▶ _Natural language region descriptions_
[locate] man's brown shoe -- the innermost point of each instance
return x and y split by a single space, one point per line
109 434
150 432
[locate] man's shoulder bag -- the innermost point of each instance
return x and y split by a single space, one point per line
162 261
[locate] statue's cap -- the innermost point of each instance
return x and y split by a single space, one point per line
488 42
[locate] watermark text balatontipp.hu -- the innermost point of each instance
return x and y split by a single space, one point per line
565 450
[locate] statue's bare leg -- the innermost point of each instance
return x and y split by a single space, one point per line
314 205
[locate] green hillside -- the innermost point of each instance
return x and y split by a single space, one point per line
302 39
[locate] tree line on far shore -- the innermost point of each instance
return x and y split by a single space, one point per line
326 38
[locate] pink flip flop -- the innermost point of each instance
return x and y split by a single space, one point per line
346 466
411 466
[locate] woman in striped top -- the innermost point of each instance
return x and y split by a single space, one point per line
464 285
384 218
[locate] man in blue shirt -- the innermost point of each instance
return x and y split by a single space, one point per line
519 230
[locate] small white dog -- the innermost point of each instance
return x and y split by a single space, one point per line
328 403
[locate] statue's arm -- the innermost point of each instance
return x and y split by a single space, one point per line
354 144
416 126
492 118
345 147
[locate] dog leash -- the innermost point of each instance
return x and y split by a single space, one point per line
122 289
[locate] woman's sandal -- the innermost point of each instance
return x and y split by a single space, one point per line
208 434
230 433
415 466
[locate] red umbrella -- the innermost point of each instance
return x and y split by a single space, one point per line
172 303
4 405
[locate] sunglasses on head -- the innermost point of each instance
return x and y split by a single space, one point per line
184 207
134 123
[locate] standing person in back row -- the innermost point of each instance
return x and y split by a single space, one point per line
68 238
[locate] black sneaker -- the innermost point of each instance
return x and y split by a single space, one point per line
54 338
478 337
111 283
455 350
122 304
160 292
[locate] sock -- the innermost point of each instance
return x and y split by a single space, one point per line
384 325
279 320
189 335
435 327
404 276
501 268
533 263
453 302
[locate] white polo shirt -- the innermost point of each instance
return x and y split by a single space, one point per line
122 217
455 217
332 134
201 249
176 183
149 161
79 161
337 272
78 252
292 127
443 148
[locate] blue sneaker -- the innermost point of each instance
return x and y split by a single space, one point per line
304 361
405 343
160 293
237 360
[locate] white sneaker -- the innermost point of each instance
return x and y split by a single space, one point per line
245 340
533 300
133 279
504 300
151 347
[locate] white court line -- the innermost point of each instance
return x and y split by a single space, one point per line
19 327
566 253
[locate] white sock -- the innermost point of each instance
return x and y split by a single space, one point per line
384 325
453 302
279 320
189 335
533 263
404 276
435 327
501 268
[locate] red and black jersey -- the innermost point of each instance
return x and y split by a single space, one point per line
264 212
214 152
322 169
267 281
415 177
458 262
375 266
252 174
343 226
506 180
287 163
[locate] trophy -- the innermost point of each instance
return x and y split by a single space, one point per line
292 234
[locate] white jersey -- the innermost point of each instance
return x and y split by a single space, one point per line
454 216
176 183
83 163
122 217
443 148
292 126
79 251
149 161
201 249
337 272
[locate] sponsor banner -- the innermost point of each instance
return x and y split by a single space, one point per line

▶ _Task details_
For the string "blue", go through the entries above and copy each line where it occurs.

▶ _Output_
[locate] man in blue shirt -- the innermost point of each instance
[locate] blue sneaker -- the innermost point of each instance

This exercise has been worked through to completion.